PASSAGE CITÉ ->
Avec cette base de soutien, Unite passa à la deuxième phase de la campagne : des grèves éclairs pour obliger Restaurant Brands à signer un accord collectif acceptant les revendications de la campagne « Des salaires maxi best-of ».
Dans la loi néo-zélandaise, un accord collectif définit les salaires et les conditions de travail pour les seuls travailleurs syndiqués. La plupart des employeurs étendent ensuite les avancées aux non-syndiqués, afin de dévaluer le syndicat.
La première cible fut Starbucks. Un jour, en novembre 2005, après une période de préparation avec les travailleurs, les syndicalistes de Unite allèrent de café en café dans un bus du syndicat, appelant les « Baristas » à sortir faire grève et à converger vers le Starbucks le plus syndiqué d’Auckland. Environ 30 salariés de Starbucks venant d’une douzaine de cafés participèrent.
Ce fut le coup d’envoi d’une vague de grèves similaires dans les autres chaînes au cours des quelques mois suivants. Des centaines de travailleurs participèrent à ces grèves éclairs. Une campagne de « phone zaps » – des centaines de sympathisants du syndicat qui harcèlent de coups de fils d’une entreprise –  saturèrent le centre d’appel de Pizza Hut, interrompant ainsi les livraisons de la chaine.
(...)

Depuis 2005, plus de 30 000 travailleurs ont été adhérents de Unite, en grande partie à cause du fort turnover dans les fast-foods et dans d’autres secteurs précaires où Unite s’est aussi développé. Nombreux sont les anciens adhérents qui ont rejoint des syndicats dans leurs nouveaux emplois. En syndiquant une main-d’œuvre principalement jeune, Unite a ouvert une porte vers le mouvement ouvrier pour toute une génération de travailleurs.
Par ailleurs, et c’est tout aussi important, Unite a travaillé à étendre ses victoires au-delà des entreprises ayant une présence syndicale, et a transformé ses revendications envers des employeurs individuels en une campagne de masse pour un meilleur salaire pour tous les travailleurs. En 2009-2010, en l’espace de 7 mois, les militants de Unite ont rassemblé plus de 200 000 signatures pour soutenir un référendum national pour un salaire horaire minimum de 15$NZ. Ils n’ont pas réussi à obtenir les 300 000 signatures requises, mais ils sont parvenus à pousser les partis d’opposition à soutenir la revendication.
Le débat national suscité par la campagne « Super-Size My Pay » a forcé le parti travailliste et d’autres forces d’opposition à prendre acte de la lutte des travailleurs ou à se taire. En 2008, le gouvernement travailliste a fini par soumettre au vote l’abolition des taux jeunes.

QUESTIONS SUR L'EXTRAIT ->
**A.** D'après l'extrait, combien de signatures les militants de Unite ont-ils rassemblées en 2009-2010 ?
**B.** Réécrivez le passage de l'extrait qui commence aux mots « La première cible » et s'arrête après « de cafés participèrent. », en remplaçant « bus » par « minibus ».

(Entrées enregistrées)
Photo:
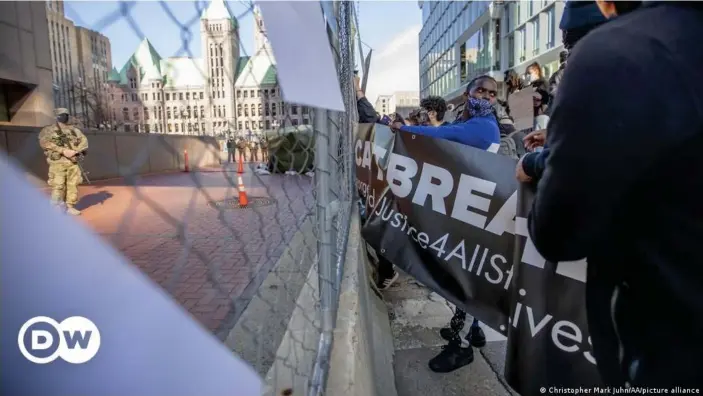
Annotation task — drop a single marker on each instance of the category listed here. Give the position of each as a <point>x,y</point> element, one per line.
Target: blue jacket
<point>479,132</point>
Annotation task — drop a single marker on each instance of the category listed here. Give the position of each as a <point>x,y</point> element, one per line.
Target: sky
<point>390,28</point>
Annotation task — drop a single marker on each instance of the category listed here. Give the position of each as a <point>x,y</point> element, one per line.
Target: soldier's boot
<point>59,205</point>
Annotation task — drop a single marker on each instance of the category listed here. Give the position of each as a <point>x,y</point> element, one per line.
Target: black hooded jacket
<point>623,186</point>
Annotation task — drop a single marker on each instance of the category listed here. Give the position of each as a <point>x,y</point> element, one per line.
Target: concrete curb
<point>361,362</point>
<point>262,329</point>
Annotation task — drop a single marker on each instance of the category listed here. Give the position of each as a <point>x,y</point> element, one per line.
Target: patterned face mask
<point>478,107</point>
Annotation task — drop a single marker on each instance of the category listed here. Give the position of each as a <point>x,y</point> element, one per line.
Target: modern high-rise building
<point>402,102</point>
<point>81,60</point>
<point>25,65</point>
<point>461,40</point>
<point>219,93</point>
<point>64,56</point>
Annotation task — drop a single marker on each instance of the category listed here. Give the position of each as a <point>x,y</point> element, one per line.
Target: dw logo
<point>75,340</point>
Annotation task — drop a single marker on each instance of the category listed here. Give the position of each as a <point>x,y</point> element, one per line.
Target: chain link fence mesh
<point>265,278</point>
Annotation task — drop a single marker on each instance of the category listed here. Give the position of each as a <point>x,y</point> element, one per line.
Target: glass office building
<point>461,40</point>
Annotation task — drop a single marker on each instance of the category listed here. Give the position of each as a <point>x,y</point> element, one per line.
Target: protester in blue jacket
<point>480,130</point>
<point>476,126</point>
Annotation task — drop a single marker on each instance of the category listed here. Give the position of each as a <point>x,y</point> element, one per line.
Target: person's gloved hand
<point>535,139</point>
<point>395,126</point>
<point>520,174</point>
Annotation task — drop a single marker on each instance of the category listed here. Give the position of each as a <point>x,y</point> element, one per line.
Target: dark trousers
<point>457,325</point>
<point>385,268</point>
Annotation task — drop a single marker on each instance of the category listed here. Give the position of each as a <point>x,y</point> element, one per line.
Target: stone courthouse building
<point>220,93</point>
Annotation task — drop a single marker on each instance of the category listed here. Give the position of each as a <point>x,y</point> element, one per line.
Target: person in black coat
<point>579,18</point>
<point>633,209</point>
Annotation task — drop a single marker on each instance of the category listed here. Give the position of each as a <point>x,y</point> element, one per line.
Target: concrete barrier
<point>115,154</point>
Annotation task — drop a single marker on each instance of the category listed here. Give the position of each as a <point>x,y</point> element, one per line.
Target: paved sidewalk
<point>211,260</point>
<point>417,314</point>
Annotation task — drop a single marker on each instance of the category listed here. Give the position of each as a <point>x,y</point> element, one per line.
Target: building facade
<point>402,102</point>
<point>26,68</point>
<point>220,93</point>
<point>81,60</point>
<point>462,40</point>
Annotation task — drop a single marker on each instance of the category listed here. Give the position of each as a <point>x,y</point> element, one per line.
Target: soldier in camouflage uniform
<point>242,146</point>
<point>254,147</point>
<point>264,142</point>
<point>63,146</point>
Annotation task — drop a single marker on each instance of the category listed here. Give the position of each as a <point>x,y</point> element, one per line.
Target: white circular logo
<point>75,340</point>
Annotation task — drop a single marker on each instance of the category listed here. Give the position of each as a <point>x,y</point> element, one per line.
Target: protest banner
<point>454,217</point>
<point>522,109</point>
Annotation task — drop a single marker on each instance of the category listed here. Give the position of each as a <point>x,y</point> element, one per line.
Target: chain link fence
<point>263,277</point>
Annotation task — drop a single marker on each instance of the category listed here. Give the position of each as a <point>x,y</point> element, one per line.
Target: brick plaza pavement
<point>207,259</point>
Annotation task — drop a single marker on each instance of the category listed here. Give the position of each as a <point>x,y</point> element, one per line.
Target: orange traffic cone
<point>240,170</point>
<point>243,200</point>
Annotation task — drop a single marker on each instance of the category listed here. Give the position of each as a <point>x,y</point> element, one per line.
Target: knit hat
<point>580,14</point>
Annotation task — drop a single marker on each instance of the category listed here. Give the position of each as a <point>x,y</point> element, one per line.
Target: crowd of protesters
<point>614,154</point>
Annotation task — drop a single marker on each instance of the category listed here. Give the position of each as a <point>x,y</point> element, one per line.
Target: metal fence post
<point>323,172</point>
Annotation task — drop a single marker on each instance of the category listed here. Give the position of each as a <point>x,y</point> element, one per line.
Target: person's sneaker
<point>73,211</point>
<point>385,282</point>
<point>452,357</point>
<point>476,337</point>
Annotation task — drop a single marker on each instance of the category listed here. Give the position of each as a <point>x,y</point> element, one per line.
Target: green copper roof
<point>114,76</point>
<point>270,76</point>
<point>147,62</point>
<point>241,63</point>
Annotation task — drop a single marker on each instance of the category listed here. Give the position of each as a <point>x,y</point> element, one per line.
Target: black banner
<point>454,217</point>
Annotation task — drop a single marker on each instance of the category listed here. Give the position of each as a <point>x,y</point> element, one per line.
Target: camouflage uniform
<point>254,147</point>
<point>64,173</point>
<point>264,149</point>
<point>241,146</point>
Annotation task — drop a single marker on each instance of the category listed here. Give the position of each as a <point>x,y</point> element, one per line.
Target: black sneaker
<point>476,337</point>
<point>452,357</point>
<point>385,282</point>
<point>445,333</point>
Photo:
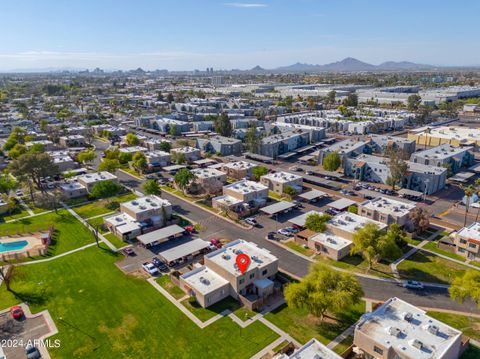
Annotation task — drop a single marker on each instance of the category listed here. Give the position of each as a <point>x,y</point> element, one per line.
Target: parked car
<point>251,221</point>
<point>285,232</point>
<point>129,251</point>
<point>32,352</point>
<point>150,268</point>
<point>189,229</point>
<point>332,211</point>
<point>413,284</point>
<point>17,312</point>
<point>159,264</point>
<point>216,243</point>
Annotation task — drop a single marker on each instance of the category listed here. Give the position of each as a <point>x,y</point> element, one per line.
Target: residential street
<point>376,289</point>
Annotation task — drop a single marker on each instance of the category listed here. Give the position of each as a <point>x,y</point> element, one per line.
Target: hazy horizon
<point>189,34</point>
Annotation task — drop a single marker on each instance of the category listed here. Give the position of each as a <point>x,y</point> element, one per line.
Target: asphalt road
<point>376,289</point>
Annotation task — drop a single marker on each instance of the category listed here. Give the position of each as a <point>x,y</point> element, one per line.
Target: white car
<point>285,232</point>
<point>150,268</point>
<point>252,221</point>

---

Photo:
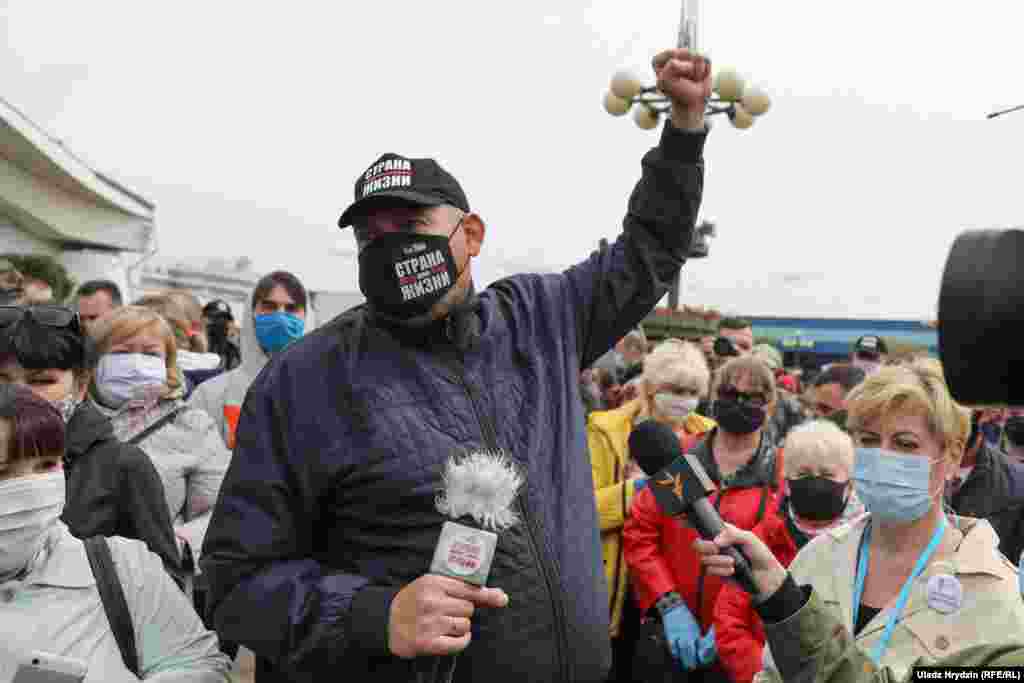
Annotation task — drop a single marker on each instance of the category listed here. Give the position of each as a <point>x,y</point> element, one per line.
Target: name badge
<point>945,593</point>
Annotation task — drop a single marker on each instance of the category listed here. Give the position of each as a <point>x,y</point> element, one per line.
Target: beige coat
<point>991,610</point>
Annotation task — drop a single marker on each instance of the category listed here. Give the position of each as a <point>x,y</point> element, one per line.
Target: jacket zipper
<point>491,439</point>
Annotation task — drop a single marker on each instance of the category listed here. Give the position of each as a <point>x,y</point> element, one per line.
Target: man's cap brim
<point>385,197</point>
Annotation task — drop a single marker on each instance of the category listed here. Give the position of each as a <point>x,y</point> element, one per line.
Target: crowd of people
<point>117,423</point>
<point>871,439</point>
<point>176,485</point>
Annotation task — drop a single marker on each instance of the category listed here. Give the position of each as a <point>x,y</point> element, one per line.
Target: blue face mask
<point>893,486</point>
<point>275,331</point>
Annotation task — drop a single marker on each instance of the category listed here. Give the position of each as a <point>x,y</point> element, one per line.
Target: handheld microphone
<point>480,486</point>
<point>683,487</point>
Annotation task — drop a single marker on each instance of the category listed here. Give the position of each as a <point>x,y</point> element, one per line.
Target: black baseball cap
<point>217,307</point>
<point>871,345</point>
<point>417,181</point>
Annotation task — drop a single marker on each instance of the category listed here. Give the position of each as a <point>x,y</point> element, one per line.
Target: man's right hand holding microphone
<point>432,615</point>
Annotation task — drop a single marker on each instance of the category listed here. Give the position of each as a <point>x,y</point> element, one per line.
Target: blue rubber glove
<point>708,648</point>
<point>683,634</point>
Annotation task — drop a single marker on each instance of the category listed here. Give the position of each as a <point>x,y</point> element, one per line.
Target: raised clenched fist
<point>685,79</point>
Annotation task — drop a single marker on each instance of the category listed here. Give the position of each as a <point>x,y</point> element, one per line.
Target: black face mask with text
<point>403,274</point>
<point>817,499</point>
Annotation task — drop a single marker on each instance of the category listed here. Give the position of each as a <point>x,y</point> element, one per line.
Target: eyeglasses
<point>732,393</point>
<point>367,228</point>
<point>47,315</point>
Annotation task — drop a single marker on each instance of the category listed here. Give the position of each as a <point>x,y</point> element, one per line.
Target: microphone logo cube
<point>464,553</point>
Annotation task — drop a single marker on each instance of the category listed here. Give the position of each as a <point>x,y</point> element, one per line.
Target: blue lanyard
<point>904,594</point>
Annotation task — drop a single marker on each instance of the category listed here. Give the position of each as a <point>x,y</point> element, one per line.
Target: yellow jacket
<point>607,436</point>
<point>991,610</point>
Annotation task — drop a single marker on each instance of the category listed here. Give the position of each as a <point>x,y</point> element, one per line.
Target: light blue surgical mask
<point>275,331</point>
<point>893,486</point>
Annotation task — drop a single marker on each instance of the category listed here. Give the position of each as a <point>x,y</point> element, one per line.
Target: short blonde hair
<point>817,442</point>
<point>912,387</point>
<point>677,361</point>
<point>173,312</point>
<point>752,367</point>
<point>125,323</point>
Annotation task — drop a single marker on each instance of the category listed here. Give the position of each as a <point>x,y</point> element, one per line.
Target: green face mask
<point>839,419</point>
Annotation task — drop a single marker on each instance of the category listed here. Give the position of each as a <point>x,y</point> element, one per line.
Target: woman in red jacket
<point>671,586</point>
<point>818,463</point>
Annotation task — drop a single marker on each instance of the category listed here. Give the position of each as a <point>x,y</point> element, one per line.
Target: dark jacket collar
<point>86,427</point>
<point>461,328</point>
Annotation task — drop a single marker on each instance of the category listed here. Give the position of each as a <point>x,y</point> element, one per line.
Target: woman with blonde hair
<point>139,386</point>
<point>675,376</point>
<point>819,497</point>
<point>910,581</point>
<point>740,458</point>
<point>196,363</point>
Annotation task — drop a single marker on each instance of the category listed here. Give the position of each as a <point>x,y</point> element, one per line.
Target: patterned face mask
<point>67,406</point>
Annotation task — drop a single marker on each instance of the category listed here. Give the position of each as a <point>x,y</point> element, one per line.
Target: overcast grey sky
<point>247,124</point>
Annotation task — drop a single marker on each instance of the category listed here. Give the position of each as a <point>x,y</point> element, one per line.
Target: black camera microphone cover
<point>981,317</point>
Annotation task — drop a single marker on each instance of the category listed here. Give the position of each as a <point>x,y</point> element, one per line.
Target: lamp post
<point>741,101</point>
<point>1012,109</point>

==

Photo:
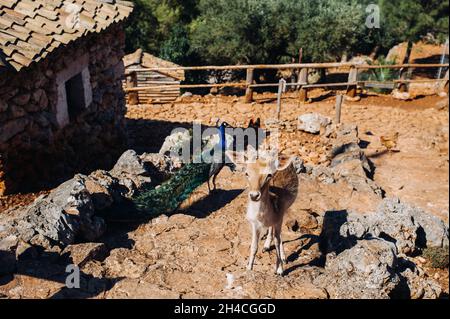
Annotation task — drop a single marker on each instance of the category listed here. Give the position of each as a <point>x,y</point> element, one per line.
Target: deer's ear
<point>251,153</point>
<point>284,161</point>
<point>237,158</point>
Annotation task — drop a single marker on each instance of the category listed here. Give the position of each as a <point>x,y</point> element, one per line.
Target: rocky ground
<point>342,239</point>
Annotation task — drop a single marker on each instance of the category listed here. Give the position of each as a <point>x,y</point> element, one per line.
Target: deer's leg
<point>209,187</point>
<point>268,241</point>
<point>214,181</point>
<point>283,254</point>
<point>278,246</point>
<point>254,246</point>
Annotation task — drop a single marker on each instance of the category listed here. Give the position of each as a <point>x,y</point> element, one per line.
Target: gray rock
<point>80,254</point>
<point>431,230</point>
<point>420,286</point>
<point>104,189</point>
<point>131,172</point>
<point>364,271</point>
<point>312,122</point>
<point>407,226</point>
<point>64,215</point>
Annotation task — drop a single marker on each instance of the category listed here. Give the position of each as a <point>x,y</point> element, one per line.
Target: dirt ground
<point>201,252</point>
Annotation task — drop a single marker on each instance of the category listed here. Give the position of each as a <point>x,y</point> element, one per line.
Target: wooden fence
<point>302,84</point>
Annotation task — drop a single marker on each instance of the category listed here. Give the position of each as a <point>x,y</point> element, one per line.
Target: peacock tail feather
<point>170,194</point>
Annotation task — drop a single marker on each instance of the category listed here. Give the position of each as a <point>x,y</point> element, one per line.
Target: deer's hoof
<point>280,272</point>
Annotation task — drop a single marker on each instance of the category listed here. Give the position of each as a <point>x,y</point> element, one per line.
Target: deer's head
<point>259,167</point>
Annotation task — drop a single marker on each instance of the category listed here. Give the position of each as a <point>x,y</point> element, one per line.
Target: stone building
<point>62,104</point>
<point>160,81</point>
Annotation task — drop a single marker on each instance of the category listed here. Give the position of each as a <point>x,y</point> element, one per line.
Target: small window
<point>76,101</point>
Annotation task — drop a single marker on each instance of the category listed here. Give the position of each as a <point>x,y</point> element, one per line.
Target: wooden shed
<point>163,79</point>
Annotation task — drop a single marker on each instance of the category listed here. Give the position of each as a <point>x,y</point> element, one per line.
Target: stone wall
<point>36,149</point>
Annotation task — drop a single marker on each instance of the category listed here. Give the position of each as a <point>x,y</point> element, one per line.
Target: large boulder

RÉPONSES DANS L'ORDRE ->
**A.** Plus de 200 000 signatures.

**B.**
La première cible fut Starbucks. Un jour, en novembre 2005, après une période de préparation avec les travailleurs, les syndicalistes de Unite allèrent de café en café dans un minibus du syndicat, appelant les « Baristas » à sortir faire grève et à converger vers le Starbucks le plus syndiqué d’Auckland. Environ 30 salariés de Starbucks venant d’une douzaine de cafés participèrent.